Task: Print every line of the records below exactly as it appears, leaving out the pictures.

** Begin Data for processing **

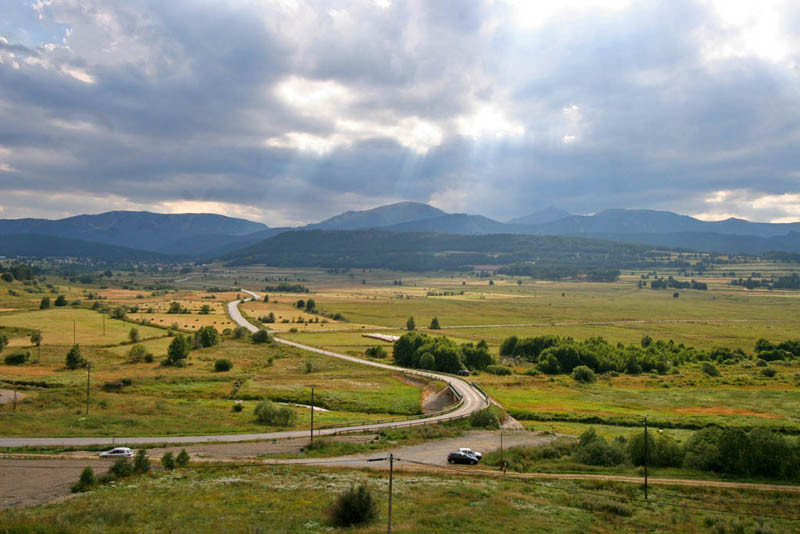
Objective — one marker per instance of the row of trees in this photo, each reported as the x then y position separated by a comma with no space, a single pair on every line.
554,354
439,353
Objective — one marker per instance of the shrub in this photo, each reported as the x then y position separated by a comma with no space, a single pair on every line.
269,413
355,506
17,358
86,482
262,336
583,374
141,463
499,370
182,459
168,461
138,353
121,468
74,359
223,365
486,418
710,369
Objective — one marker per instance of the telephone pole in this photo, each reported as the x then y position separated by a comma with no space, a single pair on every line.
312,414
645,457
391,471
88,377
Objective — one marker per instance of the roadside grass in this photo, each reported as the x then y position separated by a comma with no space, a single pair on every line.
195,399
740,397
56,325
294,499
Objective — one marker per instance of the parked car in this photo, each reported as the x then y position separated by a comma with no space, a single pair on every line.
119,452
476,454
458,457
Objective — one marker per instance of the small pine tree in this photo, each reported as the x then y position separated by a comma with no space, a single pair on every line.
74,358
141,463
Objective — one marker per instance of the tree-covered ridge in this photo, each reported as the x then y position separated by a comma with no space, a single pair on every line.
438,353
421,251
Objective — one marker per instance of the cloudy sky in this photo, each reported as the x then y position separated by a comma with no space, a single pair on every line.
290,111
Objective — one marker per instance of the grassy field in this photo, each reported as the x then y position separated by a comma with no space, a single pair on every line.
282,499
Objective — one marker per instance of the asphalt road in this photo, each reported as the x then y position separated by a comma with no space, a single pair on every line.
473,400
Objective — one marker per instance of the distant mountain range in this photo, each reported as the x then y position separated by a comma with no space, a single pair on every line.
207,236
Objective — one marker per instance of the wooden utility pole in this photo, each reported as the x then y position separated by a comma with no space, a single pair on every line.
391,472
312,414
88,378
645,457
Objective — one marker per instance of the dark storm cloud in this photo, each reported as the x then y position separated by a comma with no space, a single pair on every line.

** End Data for processing **

Right answer:
Objective — one marker per instance of the row of trees in this photo, each reported as the x then y position separated by a comma with no space, a single pair on every line.
554,354
439,353
Objective — one marker per instance of the shrub in this photo, each reported as the x then y position separated by a comma with no space, a single pair on every line.
269,413
355,506
17,358
86,482
262,336
583,374
141,463
499,370
182,459
168,461
138,353
121,468
74,359
223,365
486,418
710,369
Objective — one marker per instance of the telephone pole in this photo, each reported as the x then y position separated by a comma with no space, a single pair on every line.
312,414
645,457
391,471
88,377
Objective — one marker per instance of the roadside grass in this photo, each reported as the x then y position separated by a comma with no space, a single pair on every line.
195,399
740,397
56,325
294,499
Objective — one marker per instance of the parked car in this photo, each reported as the x then y position separated by a comma with no space, a single pair on every line.
119,452
476,454
458,457
Objective — one marker per instance of the small pine tree in this photo, each reported as the x then y position separated by a comma with no space, a single pair on every line.
74,358
141,463
Objective — one marker per instance of the tree-covered ridge in this photo, each reported as the x then y position separated by a comma with no space, a single pair on every line.
438,353
421,251
Objective — one marker per instance of the cloudy sky in this photo, each reported as the x then y position separated by a comma with no space, a single pair on every line.
290,111
Objective — one marker per instance of the grassy field in this photo, each reported as the x then y position separated by a comma with no space, a single pair on every line.
282,499
Objective — one marker per instance of the asphalt road in this photo, each reported as the x then y position separated by a comma with no space, a single pair on every line.
473,400
Objective — one marker per instance of the distant mountain range in this photo, each reported as the x then y position separated by a comma with no space, a single pair on every line.
207,236
Objective — one marker per instance of the wooden utility pole in this photo, each reported as the x then y position separated by a comma with no space, a single pair on every line.
391,472
312,414
88,378
645,457
Objective — one marker per instance of the dark storm cloud in this photo, each reported as the x then y position separated by a comma with no space, a single pair on every line.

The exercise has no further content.